- WHAT TO WORK ON
Show every line of the material below that contains the word "glass". Case counts.
----- RECORDS SUPPLIED -----
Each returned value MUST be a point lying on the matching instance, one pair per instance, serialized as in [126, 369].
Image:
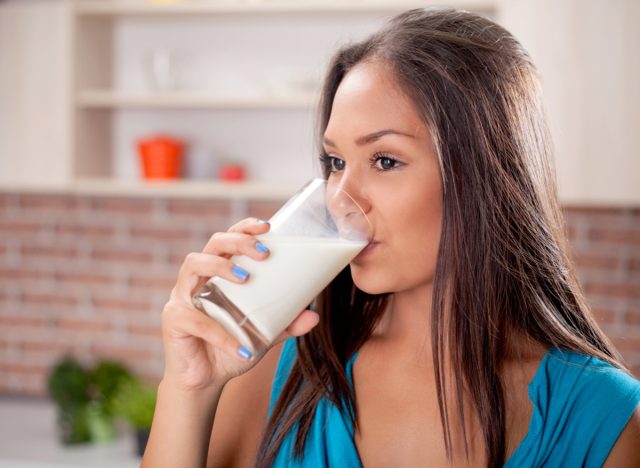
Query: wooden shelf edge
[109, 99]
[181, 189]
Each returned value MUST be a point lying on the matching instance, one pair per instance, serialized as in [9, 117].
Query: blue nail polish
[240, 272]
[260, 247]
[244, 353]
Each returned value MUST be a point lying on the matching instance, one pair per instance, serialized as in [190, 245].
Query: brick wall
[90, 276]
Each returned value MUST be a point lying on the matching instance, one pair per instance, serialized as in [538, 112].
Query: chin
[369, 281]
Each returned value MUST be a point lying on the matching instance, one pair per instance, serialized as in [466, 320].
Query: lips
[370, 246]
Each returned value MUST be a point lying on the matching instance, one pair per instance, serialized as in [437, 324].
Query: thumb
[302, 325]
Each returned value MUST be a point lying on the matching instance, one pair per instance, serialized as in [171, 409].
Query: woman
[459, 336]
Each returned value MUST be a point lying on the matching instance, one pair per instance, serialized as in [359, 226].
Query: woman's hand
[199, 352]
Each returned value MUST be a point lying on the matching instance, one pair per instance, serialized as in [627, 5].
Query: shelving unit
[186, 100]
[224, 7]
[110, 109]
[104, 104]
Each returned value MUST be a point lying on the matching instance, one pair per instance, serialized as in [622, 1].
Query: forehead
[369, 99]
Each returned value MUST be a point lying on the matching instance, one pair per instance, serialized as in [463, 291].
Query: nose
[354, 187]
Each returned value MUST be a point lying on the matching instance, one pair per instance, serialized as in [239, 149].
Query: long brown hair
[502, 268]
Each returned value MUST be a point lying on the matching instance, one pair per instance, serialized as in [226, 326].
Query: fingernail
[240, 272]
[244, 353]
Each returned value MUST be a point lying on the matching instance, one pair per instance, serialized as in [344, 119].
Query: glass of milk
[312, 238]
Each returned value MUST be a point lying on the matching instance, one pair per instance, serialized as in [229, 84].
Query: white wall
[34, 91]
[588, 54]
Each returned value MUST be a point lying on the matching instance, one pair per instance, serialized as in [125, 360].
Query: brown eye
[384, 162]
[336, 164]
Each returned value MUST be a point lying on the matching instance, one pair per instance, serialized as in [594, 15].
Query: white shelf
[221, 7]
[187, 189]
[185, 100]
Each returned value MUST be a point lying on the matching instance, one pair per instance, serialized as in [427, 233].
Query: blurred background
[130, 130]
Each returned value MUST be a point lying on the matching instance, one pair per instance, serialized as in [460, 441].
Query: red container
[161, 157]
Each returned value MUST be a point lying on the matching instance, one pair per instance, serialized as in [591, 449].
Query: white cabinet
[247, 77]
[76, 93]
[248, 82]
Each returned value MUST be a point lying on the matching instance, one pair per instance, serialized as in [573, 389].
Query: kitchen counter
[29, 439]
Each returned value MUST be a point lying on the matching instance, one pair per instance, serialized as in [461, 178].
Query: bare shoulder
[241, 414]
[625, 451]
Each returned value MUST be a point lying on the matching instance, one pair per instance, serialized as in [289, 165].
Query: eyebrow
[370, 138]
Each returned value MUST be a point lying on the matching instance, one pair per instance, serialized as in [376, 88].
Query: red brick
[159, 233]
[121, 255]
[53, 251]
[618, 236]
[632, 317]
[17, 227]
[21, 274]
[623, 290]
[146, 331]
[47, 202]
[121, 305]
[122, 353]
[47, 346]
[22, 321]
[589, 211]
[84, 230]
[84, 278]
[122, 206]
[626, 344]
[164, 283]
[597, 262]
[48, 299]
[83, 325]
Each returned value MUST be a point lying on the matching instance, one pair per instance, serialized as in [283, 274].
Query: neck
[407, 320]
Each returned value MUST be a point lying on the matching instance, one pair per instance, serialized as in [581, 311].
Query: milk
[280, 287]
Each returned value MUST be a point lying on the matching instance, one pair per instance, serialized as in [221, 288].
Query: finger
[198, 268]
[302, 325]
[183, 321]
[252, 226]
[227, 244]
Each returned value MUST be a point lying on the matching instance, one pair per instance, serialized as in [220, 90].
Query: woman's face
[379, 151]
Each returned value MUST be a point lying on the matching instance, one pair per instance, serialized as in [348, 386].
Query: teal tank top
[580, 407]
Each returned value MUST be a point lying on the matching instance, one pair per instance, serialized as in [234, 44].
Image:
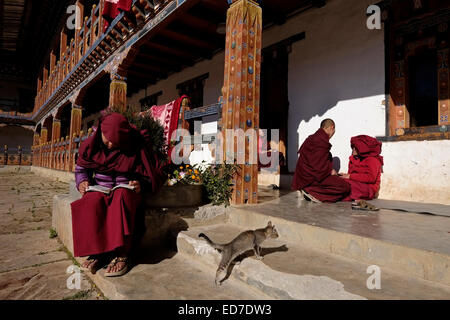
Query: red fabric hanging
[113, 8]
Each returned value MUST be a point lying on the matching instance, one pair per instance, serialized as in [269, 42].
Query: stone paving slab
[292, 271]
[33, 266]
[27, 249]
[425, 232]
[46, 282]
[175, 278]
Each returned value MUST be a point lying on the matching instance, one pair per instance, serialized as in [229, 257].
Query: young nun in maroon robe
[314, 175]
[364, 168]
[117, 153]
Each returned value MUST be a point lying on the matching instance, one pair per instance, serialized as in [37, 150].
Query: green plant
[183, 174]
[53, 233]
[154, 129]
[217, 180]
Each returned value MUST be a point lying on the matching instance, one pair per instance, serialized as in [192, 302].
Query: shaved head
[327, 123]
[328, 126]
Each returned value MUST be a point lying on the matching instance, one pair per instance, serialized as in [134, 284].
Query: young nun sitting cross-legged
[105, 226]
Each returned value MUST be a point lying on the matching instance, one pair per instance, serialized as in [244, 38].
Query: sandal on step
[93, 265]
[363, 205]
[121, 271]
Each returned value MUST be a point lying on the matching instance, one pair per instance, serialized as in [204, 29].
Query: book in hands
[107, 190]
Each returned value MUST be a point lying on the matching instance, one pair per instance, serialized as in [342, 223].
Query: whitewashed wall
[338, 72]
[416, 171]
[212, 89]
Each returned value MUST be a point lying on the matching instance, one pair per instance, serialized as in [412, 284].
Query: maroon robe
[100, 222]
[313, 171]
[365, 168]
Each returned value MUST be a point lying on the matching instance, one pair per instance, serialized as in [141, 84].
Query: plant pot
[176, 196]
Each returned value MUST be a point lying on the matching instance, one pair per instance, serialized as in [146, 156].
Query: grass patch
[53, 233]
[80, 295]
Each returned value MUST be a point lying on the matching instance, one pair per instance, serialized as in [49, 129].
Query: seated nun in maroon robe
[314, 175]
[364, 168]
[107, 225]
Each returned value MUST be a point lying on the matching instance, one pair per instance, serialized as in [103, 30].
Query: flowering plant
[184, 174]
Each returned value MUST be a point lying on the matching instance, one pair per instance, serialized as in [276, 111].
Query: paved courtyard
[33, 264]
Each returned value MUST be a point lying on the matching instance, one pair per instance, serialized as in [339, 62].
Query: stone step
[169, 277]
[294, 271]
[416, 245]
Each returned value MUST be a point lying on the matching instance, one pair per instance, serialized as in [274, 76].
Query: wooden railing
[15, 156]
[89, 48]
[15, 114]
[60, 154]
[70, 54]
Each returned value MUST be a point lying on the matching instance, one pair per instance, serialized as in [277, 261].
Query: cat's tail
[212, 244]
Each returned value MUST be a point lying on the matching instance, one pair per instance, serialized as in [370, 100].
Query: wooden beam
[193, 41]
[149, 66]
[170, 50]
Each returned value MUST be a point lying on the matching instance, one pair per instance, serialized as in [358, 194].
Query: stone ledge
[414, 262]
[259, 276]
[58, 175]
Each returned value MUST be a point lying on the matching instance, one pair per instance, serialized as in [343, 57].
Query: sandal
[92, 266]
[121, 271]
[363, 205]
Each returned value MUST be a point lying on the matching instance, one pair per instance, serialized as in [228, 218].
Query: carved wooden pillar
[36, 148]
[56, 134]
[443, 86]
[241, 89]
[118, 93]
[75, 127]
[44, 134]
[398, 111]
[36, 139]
-----
----- RECORDS SUPPLIED -----
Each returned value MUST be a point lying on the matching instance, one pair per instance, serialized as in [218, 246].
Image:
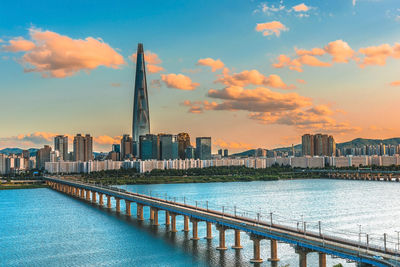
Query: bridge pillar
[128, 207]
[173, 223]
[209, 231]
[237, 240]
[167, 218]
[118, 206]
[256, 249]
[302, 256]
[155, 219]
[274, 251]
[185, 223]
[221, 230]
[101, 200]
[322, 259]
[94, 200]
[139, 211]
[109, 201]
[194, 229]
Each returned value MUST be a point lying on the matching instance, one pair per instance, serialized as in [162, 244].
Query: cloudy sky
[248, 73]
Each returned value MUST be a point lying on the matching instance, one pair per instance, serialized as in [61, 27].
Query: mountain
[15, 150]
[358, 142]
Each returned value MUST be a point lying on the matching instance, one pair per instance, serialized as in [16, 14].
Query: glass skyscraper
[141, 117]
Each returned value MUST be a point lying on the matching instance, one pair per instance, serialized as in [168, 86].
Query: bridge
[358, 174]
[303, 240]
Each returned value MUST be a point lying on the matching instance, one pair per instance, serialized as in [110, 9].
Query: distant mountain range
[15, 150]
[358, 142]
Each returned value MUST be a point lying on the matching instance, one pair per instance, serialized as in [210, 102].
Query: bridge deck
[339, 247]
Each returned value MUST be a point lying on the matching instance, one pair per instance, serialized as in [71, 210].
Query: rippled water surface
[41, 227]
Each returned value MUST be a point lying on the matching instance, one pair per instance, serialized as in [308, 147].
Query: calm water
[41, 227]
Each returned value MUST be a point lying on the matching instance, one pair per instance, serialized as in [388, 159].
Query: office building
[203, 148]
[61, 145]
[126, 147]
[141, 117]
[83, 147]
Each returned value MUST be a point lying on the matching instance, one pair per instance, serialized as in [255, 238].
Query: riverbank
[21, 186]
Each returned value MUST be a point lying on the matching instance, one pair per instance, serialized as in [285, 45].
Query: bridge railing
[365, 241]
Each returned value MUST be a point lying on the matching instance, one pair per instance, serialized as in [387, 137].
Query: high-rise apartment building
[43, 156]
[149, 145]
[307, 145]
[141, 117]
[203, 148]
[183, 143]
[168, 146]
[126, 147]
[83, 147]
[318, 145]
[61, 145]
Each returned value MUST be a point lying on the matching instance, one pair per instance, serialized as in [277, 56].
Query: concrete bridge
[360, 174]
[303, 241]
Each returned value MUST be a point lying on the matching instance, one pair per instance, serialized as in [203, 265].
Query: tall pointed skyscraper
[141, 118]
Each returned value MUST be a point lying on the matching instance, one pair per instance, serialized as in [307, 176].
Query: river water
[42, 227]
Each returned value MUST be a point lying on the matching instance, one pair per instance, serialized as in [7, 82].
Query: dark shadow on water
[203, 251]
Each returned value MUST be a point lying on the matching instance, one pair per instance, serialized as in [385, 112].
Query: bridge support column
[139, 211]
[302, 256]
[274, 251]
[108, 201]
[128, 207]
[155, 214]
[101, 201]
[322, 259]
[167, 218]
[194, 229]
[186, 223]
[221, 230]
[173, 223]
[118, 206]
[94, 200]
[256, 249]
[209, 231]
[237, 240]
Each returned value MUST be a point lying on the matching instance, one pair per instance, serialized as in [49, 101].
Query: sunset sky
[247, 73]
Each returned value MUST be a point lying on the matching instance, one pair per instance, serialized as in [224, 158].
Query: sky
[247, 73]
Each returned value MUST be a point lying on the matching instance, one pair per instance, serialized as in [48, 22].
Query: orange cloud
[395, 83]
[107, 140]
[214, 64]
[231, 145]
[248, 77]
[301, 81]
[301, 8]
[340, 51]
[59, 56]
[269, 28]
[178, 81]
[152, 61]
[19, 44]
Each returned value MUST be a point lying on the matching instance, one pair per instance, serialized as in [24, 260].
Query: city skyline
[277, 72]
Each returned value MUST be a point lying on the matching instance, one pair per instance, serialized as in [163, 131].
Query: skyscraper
-----
- WRITTEN ANSWER
Query: glass of milk
Query: glass skyscraper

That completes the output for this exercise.